TASK REQUIREMENTS:
**a.** In the Big Sunday article below, state whether each statement agrees with the text, answering yes or no and quoting the deciding words: (i) this year's Big Sunday weekend is the 10th annual event; (ii) Levinson's wife and three children take part in the effort; (iii) Covenant House joined Big Sunday only after its first few years.
**b.** List every field that the Big Sunday article below names as an area in which David Levinson writes.

SUPPLIED TEXT:
┄┄┄┄┄┄

'Big Sunday' attracts big-hearted volunteers
LOS ANGELES, CA (The Tidings) - Big Sunday has come to mean Big Synergy. The largest citywide community service weekend in the country, Big Sunday is building meaningful community interactions across traditional ethnic, religious and social barriers.
DRINK FOR THE HOMELESS - Even the very young are among the 50,000 volunteers who get involved in the activities for Big Sunday. (Ellie Hidalgo)
“We’ve gone from community service to community building,” said David Levinson, director, who has maintained his relaxed demeanor and no limits spirit despite the project’s unprecedented growth. “Big Sunday expands to fill people’s talents. We have projects for whatever people’s passions are.”
This year’s May 3-4 Big Sunday weekend -- the 10th annual event —- offers projects like planting a garden at a school, feeding the hungry at a local food bank, and visiting the elderly at a retirement home.
“We have volunteers who are homeless people, and we have volunteers who are movie stars,” said Levinson, a writer for television, film, theater and advertising. His wife and three children also join in the effort. “Everyone helps, especially spouses,” he quipped.
Empowering the helpless
Covenant House in Hollywood has been involved since the beginning and played a role in Levinson’s decision to broaden the concept so that everyone is invited to contribute — young and old, poor and wealthy.
Religious Sister of Charity Margaret Farrell of Covenant House said that while the needs of its homeless youth are many, she sees Big Sunday as an opportunity for the teens and young adults to give back.

┄┄┄┄┄┄

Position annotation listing
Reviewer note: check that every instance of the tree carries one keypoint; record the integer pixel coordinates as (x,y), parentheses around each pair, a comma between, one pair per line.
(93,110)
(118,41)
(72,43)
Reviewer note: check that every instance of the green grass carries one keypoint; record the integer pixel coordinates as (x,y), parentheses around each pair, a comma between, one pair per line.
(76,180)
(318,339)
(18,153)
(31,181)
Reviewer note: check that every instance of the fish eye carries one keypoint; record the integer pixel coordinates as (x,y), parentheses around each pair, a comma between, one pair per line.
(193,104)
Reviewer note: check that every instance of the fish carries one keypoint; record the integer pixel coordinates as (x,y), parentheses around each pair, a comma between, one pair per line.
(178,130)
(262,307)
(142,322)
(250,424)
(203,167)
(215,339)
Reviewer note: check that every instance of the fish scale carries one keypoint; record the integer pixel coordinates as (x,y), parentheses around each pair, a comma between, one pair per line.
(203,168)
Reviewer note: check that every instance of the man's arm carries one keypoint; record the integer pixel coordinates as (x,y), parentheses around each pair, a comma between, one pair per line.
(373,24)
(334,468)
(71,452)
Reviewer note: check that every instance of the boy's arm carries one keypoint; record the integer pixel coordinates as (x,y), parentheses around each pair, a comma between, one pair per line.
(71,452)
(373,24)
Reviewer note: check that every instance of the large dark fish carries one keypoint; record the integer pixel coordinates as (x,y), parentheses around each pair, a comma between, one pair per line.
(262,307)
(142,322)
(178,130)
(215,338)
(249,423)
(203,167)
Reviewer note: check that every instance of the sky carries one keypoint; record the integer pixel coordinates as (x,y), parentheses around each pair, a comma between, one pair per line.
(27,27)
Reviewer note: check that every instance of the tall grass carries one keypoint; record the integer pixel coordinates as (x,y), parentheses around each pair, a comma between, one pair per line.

┄┄┄┄┄┄

EXERCISE RESPONSES:
**a.**
(i) Yes: "the 10th annual event"
(ii) Yes: "His wife and three children also join in the effort."
(iii) No: "Covenant House in Hollywood has been involved since the beginning"

**b.** Television, film, theater, advertising